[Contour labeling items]
• • •

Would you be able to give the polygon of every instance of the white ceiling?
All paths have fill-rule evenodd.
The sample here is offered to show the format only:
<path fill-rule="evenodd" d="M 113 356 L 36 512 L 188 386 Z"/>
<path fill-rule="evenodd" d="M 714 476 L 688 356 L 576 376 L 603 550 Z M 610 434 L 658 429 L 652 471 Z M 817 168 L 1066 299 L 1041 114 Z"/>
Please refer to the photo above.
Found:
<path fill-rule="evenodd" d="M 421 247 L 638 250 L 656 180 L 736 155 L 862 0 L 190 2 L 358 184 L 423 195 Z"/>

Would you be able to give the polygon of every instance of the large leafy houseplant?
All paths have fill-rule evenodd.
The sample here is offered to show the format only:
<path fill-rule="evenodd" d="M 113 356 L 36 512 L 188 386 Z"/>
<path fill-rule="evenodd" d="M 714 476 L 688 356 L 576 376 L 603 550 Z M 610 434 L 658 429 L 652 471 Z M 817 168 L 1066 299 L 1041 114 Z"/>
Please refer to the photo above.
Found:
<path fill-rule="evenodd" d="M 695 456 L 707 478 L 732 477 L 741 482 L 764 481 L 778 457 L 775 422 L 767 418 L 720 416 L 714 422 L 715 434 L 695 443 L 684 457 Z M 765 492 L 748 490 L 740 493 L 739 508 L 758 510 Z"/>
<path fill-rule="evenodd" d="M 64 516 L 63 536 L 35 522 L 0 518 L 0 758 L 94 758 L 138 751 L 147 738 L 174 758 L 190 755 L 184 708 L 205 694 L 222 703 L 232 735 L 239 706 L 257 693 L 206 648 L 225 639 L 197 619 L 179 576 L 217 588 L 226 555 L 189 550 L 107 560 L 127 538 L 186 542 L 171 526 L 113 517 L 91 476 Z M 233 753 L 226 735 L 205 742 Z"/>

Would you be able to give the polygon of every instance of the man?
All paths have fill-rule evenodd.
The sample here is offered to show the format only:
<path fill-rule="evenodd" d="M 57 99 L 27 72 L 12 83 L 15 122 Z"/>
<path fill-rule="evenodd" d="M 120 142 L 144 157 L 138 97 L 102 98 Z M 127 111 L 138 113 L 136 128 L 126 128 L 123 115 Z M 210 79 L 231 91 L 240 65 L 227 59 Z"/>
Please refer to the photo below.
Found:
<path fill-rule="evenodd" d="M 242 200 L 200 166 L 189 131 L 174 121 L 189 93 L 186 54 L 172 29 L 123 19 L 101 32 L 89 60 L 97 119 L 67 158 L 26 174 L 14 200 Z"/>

• • •

OBJECTIVE: Rewrite the listing as a two-column CSV with the header text,answer, beginning at its first line and stopping after the line that contains "64 516 L 63". Put each text and its answer on one row, enclose every field in quotation marks, and replace line breaks with spaces.

EXERCISE RESULT:
text,answer
"Would you be able to give the polygon of every instance of the white ceiling? All paths have fill-rule evenodd. The sample here is offered to show the format only: <path fill-rule=""evenodd"" d=""M 113 356 L 36 512 L 188 386 Z""/> <path fill-rule=""evenodd"" d=""M 714 476 L 688 356 L 576 376 L 603 550 Z M 610 434 L 658 429 L 652 471 Z M 817 168 L 1066 299 L 1041 114 Z""/> Please refer to the photo above. Found:","<path fill-rule=""evenodd"" d=""M 421 247 L 638 250 L 656 180 L 736 155 L 862 0 L 190 2 L 358 184 L 423 195 Z""/>"
"Would you be able to give the polygon of every instance of the large leafy houseplant? All paths have fill-rule evenodd. The sample here is offered to show the format only: <path fill-rule=""evenodd"" d=""M 113 356 L 36 512 L 188 386 Z""/> <path fill-rule=""evenodd"" d=""M 714 476 L 688 356 L 576 376 L 603 550 Z M 610 434 L 658 429 L 652 471 Z M 817 168 L 1066 299 L 1041 114 Z""/> Please refer to the photo above. Found:","<path fill-rule=""evenodd"" d=""M 695 456 L 707 478 L 732 477 L 741 482 L 764 481 L 778 457 L 775 422 L 767 418 L 720 416 L 714 422 L 715 434 L 695 443 L 684 457 Z M 765 492 L 748 490 L 740 493 L 739 508 L 758 510 Z""/> <path fill-rule=""evenodd"" d=""M 64 516 L 63 536 L 35 522 L 0 518 L 0 758 L 94 758 L 138 751 L 147 738 L 174 758 L 190 755 L 184 708 L 205 694 L 222 703 L 232 735 L 239 706 L 257 693 L 206 648 L 225 639 L 197 619 L 179 576 L 217 588 L 226 555 L 189 550 L 107 560 L 127 538 L 186 542 L 171 526 L 113 517 L 91 476 Z M 233 753 L 226 735 L 205 742 Z""/>"